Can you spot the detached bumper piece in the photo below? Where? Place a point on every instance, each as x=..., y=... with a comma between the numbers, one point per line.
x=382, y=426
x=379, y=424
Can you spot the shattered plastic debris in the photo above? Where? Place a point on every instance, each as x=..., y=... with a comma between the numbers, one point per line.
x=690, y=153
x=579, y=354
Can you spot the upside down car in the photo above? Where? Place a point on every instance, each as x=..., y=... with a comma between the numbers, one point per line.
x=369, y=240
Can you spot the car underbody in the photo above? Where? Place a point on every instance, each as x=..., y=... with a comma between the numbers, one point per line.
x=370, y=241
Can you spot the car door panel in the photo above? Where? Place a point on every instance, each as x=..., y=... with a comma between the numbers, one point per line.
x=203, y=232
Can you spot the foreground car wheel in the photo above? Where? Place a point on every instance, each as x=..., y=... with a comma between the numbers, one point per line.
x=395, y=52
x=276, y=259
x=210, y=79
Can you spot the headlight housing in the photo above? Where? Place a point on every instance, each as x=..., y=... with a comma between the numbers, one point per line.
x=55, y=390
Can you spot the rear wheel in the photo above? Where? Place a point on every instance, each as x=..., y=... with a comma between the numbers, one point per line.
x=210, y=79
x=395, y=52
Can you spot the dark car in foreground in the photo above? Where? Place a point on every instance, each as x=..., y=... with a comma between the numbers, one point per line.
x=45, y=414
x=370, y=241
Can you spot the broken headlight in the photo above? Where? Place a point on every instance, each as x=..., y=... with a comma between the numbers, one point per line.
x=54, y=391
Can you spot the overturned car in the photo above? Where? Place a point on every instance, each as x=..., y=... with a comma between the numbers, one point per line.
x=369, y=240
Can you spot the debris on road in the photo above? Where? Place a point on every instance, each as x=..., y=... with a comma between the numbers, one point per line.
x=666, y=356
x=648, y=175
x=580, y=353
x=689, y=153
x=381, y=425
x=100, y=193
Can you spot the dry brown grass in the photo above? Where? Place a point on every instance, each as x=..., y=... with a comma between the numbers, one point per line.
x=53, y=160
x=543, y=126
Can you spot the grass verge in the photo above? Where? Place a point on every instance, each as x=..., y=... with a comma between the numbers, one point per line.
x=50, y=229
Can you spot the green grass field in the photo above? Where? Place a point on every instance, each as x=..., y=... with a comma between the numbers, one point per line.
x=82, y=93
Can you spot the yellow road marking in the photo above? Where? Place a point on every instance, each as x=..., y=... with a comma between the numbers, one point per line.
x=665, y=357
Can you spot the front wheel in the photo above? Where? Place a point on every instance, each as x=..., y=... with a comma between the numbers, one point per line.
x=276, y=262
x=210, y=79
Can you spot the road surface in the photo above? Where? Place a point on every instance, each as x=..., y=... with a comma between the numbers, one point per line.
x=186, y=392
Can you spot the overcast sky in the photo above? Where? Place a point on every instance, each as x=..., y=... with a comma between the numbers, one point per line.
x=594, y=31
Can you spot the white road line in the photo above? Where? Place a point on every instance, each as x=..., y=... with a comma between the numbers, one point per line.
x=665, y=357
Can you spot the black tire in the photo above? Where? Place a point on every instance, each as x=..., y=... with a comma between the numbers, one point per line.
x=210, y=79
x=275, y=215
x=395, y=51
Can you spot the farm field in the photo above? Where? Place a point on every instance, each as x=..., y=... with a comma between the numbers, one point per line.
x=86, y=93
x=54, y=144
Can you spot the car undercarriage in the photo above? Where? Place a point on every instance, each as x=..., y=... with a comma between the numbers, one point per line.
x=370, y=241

*-*-*

Retype the material word for word. Add nothing to it.

_SOLUTION_
Can you spot the detached bumper piece in the photo below? Where? Place a point on every instance, each as x=..., y=... with a comma between the numbers, one point per line.
x=382, y=426
x=379, y=424
Can you spot the shattered plastic debris in the photo above? Where? Place a point on every instance, each as x=..., y=... with a comma between the numbers, one point per line.
x=690, y=153
x=579, y=354
Can you spot the upside down car in the photo above? Where? Place a point on every instance, each as x=..., y=... with a comma between the numbers, one point per line.
x=369, y=240
Can you spot the car underbody in the photo above? Where? Place a point on every instance, each as x=..., y=... with a comma between the numbers, one point per line.
x=370, y=241
Can you spot the car door panel in the photo above? Where? Place a point on every instance, each as x=..., y=... with a comma between the numbers, one point per line.
x=203, y=232
Can you spot the foreground car wheel in the photo above? Where? Place a point on every instance, each as x=..., y=... with a comma between the numbers, one point per line.
x=395, y=52
x=276, y=259
x=210, y=79
Can you spot the headlight housing in the photo above? Where? Place a point on every instance, each as x=..., y=... with a comma between the numbers, one point per line.
x=55, y=390
Can you spot the rear wheel in the photo above? Where? Place a point on every instance, each as x=..., y=... with a comma between the numbers, one point per line.
x=210, y=79
x=395, y=52
Can you spot the dark car in foreground in the photo above? Where? Place a point on every instance, each as x=..., y=... with a comma between the numbers, one point per line.
x=45, y=414
x=370, y=241
Can you spot the broken headlight in the photo above? Where? Place a point on every instance, each as x=..., y=... with a comma between the numbers, one point per line.
x=54, y=391
Can you spot the overturned car in the photo above? Where? Place a point on every instance, each as x=..., y=... with a comma between the numbers, one point per line.
x=369, y=240
Can you spot the debris on road in the photo above? Where? Place a point on every instance, each as x=..., y=... with a comma between the numbers, one point per line.
x=666, y=356
x=648, y=175
x=580, y=353
x=689, y=153
x=381, y=425
x=100, y=193
Can you spot the dry brown grass in the photo above? Where? Place a point on every instance, each as x=..., y=... with a comma between the numbers, one point per line.
x=53, y=160
x=543, y=126
Can you spot the grass verge in the photo above? Where? Place a point on every instance, each as x=..., y=... with a comma between the numbers, one point per line.
x=50, y=229
Can you spot the green grass field in the photo above? Where? Place a point on every instance, each as x=..., y=... with a comma between the numbers, one point per line.
x=82, y=93
Can you spot the yellow road marking in the photo above? Where? Place a point on every instance, each as x=..., y=... with a comma between the numbers, one point per line.
x=665, y=357
Can you spot the front wheel in the photo above? Where? Place a point on every instance, each as x=..., y=... with a comma between the numbers, one point per line.
x=276, y=262
x=210, y=79
Can you spot the road surface in the photo above? Where? Place a point on every instance, each as x=..., y=... with a comma between the numbers, one point per line.
x=186, y=392
Can you spot the overcast sky in the photo above? Where? Place a point on every instance, each as x=..., y=... with a comma between the numbers, one point per line.
x=594, y=31
Can you spot the white road line in the photo above? Where? Place a point on every instance, each as x=..., y=... with a comma between the numbers, one point per line.
x=665, y=357
Can you spot the black tire in the photo above? Where? Place a point on every instance, each as x=..., y=... with a comma between the numbers, one point per line.
x=210, y=79
x=275, y=215
x=395, y=51
Can you spot the farm field in the photo above? Where? Place a point on every instance, each as x=..., y=... with a comma between the numbers, one point per line.
x=86, y=93
x=54, y=144
Can you spot the car undercarriage in the photo above? Where? Place a point on every instance, each as x=..., y=... with a comma between the numbers, one point per line.
x=370, y=241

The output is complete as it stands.